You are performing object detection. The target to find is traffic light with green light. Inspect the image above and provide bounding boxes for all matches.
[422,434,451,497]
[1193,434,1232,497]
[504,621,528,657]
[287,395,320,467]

..............................

What you should do:
Reproduce the material above word for word, with every line kept verbatim.

Solved problem:
You are performing object detection. The target to find is traffic light with green light. Inspect the image above and provide bounding boxes for all matches.
[422,434,451,497]
[1193,434,1232,497]
[504,621,528,657]
[287,395,320,467]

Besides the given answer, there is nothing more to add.